From the line that contains "Where can the black beret" to the end of the entries, write out every line exactly, including both ends, and nothing more.

##########

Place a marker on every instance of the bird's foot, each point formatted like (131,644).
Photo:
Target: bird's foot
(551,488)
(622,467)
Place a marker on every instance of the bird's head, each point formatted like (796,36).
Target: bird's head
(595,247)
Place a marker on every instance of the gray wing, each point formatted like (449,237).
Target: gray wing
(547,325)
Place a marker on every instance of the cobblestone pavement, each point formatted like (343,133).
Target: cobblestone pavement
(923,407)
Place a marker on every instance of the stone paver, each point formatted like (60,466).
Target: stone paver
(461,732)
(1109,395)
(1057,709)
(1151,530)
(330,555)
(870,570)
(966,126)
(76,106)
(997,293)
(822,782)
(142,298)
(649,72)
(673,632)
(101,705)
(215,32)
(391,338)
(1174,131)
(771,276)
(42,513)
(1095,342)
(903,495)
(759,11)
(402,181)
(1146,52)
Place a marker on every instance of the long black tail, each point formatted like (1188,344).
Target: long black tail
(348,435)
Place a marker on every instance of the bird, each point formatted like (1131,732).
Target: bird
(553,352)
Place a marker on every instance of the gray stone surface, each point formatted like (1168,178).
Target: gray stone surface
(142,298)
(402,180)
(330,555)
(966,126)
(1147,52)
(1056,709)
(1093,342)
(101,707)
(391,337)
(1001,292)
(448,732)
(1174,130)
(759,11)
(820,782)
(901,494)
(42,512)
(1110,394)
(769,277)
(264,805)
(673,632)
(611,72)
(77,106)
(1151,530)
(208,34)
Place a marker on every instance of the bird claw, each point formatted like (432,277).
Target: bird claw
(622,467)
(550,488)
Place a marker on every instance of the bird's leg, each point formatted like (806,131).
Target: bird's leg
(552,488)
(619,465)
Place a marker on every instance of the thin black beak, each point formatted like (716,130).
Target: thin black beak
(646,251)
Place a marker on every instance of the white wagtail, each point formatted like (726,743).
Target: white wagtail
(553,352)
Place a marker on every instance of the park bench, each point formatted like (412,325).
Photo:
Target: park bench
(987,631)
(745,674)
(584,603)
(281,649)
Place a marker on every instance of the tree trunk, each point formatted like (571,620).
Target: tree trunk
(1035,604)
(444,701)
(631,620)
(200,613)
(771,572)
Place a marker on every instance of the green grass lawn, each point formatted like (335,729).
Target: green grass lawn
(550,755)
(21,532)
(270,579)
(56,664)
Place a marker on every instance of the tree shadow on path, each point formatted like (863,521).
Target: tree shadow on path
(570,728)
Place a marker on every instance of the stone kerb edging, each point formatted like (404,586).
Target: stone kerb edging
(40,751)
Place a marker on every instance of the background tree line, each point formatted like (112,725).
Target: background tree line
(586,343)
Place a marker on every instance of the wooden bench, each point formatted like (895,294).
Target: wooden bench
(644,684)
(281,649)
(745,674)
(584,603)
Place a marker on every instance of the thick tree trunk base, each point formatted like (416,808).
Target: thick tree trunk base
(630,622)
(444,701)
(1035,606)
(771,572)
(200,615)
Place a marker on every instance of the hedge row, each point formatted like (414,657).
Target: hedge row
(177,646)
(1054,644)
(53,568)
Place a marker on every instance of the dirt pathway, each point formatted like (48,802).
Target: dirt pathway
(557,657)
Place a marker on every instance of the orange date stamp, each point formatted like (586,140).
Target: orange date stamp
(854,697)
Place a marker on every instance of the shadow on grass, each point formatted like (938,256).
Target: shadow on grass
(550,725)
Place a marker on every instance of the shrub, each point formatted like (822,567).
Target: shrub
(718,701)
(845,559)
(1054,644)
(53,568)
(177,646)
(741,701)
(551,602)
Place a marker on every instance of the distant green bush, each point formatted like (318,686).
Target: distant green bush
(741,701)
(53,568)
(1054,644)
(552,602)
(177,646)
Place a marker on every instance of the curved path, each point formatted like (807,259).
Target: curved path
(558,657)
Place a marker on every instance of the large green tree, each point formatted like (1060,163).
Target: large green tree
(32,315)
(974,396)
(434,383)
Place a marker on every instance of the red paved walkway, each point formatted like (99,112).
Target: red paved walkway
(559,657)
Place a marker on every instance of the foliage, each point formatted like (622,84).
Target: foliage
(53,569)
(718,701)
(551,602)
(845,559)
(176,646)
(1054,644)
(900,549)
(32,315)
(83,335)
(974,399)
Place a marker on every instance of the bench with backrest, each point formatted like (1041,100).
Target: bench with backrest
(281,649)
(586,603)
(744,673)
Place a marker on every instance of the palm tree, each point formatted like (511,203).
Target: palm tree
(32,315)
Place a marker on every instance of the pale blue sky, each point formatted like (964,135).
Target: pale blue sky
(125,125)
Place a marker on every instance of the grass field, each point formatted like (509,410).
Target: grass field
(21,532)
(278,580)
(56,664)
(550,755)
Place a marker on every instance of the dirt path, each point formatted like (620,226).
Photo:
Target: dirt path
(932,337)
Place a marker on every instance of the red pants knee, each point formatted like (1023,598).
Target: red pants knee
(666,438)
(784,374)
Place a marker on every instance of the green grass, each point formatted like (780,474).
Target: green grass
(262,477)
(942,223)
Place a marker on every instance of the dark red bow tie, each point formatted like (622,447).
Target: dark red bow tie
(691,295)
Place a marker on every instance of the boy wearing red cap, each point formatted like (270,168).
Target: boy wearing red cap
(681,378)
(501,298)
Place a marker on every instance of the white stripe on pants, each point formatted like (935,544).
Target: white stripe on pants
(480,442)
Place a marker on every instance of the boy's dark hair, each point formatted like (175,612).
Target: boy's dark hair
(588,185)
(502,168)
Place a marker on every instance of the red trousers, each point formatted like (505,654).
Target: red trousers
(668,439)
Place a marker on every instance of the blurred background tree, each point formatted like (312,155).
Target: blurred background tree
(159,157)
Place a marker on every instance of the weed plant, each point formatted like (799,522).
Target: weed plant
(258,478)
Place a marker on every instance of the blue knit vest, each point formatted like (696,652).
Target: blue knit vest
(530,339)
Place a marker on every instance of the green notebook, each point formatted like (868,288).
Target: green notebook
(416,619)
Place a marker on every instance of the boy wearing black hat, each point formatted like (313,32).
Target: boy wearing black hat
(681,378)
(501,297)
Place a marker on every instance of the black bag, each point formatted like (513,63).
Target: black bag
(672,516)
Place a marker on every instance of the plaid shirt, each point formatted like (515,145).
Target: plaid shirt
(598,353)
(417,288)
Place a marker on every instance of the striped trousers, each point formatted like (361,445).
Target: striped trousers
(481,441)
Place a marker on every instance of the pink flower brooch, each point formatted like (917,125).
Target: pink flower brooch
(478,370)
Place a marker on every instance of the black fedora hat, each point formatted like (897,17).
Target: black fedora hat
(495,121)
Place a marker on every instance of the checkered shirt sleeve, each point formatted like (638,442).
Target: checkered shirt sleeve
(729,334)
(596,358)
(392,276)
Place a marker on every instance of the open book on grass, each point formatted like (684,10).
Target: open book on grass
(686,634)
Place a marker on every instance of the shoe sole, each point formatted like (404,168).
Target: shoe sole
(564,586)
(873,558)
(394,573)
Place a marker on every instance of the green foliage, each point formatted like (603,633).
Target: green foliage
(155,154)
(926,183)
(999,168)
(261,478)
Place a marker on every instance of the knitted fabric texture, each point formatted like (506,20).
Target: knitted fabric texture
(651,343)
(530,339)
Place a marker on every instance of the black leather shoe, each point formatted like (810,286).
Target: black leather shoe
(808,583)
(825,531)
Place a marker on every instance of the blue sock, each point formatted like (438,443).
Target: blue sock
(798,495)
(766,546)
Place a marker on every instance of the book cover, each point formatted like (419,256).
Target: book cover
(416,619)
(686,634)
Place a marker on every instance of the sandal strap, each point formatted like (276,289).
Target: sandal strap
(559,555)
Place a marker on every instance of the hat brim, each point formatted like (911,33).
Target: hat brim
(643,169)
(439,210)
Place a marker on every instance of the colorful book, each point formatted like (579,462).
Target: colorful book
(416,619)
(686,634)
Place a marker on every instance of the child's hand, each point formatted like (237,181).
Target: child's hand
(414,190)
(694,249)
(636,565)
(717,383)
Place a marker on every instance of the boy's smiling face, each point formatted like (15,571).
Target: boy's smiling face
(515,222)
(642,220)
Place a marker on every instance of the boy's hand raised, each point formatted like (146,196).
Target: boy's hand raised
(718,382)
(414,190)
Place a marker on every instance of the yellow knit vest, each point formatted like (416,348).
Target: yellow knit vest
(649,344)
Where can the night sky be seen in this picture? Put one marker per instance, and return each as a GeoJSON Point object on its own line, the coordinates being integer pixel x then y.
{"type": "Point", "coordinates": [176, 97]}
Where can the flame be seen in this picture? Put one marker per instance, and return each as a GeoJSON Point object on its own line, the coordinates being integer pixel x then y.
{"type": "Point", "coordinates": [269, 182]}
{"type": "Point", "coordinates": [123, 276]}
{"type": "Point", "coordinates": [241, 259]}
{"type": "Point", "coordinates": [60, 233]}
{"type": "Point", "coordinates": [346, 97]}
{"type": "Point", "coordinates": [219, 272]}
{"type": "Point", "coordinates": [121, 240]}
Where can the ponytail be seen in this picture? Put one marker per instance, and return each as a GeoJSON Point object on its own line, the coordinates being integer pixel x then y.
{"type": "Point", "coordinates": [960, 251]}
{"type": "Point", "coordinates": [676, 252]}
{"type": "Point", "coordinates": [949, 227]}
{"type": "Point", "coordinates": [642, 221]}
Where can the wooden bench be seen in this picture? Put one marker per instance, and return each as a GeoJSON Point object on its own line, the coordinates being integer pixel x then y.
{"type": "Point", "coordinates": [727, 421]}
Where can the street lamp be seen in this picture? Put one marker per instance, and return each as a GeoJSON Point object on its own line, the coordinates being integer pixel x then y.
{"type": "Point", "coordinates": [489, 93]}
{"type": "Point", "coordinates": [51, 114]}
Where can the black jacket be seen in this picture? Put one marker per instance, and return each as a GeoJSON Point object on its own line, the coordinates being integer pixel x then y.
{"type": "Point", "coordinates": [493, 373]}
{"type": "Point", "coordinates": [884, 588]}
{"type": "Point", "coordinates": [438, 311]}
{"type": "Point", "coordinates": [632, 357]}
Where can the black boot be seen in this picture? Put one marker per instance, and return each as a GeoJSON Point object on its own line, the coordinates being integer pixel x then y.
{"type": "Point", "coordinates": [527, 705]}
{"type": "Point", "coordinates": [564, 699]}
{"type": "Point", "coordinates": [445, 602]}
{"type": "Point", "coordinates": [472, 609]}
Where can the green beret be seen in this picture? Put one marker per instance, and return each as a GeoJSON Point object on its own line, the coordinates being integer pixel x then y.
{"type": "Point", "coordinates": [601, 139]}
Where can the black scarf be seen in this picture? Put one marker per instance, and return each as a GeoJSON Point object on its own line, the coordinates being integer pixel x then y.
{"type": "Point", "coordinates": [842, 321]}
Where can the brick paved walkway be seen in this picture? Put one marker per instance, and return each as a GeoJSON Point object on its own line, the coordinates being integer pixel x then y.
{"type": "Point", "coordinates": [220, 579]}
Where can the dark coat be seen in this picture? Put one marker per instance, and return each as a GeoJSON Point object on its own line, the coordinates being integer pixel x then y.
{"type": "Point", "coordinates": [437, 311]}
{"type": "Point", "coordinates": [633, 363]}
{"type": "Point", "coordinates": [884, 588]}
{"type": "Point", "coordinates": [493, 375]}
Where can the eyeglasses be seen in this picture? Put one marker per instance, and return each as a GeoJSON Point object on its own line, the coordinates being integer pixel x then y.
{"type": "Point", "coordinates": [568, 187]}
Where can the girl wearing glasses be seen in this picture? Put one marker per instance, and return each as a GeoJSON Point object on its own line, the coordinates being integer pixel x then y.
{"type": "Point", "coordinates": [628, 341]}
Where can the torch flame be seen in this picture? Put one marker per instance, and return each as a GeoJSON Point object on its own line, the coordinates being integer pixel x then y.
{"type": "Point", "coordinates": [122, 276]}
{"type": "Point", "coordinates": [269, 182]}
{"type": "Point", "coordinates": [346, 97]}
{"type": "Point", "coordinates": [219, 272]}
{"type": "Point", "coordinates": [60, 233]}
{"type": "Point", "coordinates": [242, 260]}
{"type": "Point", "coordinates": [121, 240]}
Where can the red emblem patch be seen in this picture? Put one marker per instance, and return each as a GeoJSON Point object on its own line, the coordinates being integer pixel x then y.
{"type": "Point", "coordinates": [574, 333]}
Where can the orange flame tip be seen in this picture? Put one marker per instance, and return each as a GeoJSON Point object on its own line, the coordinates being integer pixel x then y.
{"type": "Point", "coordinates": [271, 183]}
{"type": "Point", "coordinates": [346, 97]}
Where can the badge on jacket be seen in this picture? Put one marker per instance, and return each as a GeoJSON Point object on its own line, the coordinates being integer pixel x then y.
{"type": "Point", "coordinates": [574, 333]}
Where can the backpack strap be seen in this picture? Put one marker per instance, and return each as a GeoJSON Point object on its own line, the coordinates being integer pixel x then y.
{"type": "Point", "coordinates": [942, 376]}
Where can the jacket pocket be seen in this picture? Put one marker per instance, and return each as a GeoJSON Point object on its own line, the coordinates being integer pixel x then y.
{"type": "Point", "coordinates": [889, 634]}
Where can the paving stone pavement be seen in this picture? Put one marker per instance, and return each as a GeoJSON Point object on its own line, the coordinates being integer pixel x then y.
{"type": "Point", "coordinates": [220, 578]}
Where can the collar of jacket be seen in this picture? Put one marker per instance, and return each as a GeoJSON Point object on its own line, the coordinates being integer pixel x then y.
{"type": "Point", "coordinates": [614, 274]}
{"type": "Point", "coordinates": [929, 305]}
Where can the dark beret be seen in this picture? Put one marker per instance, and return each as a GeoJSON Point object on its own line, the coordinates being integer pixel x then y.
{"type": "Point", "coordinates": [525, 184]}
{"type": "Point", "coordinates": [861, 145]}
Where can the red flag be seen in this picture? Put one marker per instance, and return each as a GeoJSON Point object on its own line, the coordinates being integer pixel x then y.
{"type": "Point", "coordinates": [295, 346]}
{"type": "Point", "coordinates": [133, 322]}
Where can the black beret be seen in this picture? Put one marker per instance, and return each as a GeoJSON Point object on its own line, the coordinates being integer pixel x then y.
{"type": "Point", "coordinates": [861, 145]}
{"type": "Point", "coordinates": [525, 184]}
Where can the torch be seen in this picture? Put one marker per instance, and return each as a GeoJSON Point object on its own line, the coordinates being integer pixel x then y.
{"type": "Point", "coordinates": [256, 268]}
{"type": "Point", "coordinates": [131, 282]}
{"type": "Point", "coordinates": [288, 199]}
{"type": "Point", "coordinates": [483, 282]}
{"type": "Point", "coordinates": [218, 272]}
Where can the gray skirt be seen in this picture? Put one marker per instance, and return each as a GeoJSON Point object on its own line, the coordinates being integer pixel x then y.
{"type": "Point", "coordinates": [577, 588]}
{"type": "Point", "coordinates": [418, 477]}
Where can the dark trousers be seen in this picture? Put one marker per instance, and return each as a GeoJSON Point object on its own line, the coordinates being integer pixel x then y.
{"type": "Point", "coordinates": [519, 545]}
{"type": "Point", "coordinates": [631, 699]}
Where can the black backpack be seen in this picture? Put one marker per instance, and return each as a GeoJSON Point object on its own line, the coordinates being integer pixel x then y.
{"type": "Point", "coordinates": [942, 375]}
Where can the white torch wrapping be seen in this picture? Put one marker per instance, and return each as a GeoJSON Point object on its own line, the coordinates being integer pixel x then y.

##########

# [RESULT OF THIS EXERCISE]
Where can the black beret be seen in this picture? Put one marker per instance, and return each as a GeoJSON Point object on its own line, the coordinates being integer pixel x then y.
{"type": "Point", "coordinates": [861, 145]}
{"type": "Point", "coordinates": [525, 184]}
Where can the torch be seen in this picture? Put one marker per instance, and return each as a GeoJSON Point object on its own line, the coordinates being integer pixel x then y.
{"type": "Point", "coordinates": [256, 268]}
{"type": "Point", "coordinates": [131, 282]}
{"type": "Point", "coordinates": [288, 199]}
{"type": "Point", "coordinates": [483, 282]}
{"type": "Point", "coordinates": [218, 272]}
Where can the gray skirt be seen in this picture? Put one marker per instance, and return each as a GeoJSON Point object on its own line, the coordinates being integer pixel x then y.
{"type": "Point", "coordinates": [577, 588]}
{"type": "Point", "coordinates": [418, 477]}
Where can the dark trousers be seen in this picture? Put one marker per instance, and return each as a GeoJSON Point object on its own line, the coordinates being integer pixel x then y.
{"type": "Point", "coordinates": [519, 545]}
{"type": "Point", "coordinates": [631, 699]}
Where can the black backpack be seen in this picture? Put one marker per instance, and return each as a GeoJSON Point object on its own line, the coordinates being integer pixel x then y.
{"type": "Point", "coordinates": [942, 375]}
Where can the white torch wrapping be seen in this picture? Put one marker per instance, and return each as a GeoJSON Point object on its own line, the coordinates being integer pixel x then y.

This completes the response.